Saturday, July 23, 2016

This November

apolitical (adjective) (definition from Merriam-Webster)
1:  having no interest or involvement in political affairs; also :  having an aversion to politics or political affairs
2:  having no political significance

For much of my life I thought of myself as relatively apolitical, but this has changed over the past few years.  As a loved one recently pointed out to me, it is a privilege to be able to think of oneself as apolitical, for it implies some ability to be detached from - insulated from - the realities and inequities of the world.  I avoid venturing into the morass that is social media politics, and I also intend to keep my blog relatively free of politics.  That does not mean that I do not have strong opinions.

The night that President Barack Obama was elected in 2008 was one of the most memorable of my life.  It was the fall of my junior year.  I was sitting in my dorm room watching the returns on my computer screen and, with my door open, simultaneously hearing the TV coverage being played in the lounge down the hall.  Right after the election was called, I remember the elation that flooded our building and the tears of two black dorm-mates as they ran past cheering, arms around each other.  I remember feeling that this election result was important to them on a level that I myself would never fully understand, but could respect and be grateful for, and that it helped me believe in greater possibilities.  I remember walking into the lounge and standing with my fellow students as the Obama family walked onto the stage in Chicago, an image of solidarity, love, and renewed optimism.  At that moment I realized that this election was perhaps the most important political event that my generation had experienced.  I will miss President and Mrs. Obama very much.
────────────────────
Work to complete -
Carry on the blog post about politics and the 2008 election, picking up right after its final sentence.

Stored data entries
────────────────────
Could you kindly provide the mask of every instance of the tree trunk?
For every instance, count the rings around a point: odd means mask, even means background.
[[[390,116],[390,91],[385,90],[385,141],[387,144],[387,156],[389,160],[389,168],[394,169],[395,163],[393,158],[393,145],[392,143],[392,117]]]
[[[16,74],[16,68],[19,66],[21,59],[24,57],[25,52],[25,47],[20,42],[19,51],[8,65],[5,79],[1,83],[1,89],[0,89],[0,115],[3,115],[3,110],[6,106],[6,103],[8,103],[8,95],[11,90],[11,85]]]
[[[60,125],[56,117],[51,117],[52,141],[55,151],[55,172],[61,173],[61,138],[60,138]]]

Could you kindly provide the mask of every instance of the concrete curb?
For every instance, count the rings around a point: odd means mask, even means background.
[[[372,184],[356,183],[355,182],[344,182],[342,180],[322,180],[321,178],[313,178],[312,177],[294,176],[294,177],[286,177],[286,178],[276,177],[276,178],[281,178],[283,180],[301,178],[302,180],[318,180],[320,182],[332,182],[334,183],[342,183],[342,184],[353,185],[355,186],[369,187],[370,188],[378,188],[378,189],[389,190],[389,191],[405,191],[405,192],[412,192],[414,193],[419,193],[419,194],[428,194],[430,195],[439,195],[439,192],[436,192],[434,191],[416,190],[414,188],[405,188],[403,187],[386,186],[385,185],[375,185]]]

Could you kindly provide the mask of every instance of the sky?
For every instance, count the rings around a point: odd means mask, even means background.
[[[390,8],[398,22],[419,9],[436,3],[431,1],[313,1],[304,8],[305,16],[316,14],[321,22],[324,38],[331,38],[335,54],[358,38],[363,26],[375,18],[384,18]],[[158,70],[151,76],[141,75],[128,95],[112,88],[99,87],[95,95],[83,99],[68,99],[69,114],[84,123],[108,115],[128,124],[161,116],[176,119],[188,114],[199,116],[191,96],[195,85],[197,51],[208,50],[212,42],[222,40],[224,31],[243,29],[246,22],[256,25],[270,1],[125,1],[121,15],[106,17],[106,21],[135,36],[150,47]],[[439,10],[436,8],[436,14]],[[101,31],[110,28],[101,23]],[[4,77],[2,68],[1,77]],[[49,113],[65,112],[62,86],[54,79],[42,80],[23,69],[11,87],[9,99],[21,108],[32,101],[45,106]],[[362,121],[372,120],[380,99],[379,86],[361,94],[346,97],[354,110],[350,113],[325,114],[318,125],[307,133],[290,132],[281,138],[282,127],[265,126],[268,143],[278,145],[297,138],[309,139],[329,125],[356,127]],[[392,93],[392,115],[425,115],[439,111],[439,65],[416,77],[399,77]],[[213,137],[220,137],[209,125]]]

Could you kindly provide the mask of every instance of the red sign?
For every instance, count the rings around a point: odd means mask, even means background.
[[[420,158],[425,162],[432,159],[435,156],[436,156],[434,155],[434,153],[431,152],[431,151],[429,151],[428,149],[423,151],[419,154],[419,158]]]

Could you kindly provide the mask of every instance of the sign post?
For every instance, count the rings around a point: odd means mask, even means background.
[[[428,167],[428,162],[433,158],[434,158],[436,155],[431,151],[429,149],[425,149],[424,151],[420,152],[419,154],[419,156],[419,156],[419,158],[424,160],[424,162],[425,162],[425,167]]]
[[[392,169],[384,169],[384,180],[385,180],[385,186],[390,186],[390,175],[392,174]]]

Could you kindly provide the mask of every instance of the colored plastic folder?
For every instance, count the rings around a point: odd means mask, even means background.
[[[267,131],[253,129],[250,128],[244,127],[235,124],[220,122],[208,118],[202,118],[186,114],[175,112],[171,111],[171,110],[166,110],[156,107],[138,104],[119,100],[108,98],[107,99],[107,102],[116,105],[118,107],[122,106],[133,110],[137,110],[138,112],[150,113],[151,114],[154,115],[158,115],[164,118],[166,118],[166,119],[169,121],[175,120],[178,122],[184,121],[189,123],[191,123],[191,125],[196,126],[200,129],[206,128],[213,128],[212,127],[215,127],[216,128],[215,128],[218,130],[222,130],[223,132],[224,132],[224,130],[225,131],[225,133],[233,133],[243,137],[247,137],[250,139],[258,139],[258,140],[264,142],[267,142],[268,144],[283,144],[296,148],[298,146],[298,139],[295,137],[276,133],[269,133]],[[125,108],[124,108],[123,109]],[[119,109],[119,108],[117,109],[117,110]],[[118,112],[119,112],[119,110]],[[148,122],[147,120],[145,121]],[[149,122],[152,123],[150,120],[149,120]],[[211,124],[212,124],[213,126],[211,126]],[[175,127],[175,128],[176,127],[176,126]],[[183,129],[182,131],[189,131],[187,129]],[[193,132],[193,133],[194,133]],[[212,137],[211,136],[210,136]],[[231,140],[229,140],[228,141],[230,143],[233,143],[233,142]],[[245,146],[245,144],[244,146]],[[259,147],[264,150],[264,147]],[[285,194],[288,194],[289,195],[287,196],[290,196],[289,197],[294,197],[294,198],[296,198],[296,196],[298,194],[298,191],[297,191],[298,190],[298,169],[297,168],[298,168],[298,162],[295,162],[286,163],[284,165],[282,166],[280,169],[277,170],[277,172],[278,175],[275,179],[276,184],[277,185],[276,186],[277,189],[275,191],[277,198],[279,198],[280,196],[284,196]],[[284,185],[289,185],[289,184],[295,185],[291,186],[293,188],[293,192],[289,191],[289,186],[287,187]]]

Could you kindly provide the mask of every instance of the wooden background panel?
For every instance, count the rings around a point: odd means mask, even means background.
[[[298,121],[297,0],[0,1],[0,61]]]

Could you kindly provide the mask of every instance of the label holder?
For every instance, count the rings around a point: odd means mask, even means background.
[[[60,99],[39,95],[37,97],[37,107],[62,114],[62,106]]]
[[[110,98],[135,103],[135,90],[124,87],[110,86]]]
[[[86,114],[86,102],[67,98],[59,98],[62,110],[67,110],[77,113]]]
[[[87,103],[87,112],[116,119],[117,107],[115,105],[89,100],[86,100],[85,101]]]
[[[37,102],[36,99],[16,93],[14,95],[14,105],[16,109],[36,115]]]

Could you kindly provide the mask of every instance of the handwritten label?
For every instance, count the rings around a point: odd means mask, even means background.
────────────────────
Answer space -
This year's presidential election is the one for which I am most fired up.  As I read the news and hear about all the outrageous statements made by various politicians, I feel nostalgic for the candidacies of Senator John McCain and Governor Mitt Romney.  I re-watch The West Wing and wish that Arnie Vinick was a real person who could run for president.  I vacillate between anger, indignation, and resolve, and even though the political optimism I felt in 2008 is a memory, I still feel hopeful for a better world.

I am proud to be an American citizen who is also a woman, a Chinese-American immigrant and daughter of immigrants, a scientist, and a future physician.  My deep-seated belief is that our country needs a president who is experienced and tough, but compassionate and classy; a president who balances idealism with practicality, and understands the realities of American politics.  We need a president who values the contributions of immigrants in America, and who believes in women's rights, reproductive rights, LGBT rights, high-quality healthcare and education for all, and biomedical and basic science research.

I encourage everyone to think deeply and critically about what is at stake in this election, to partake in civil discourse about our beliefs, to volunteer for the campaign you believe in, and most importantly, to vote on November 8.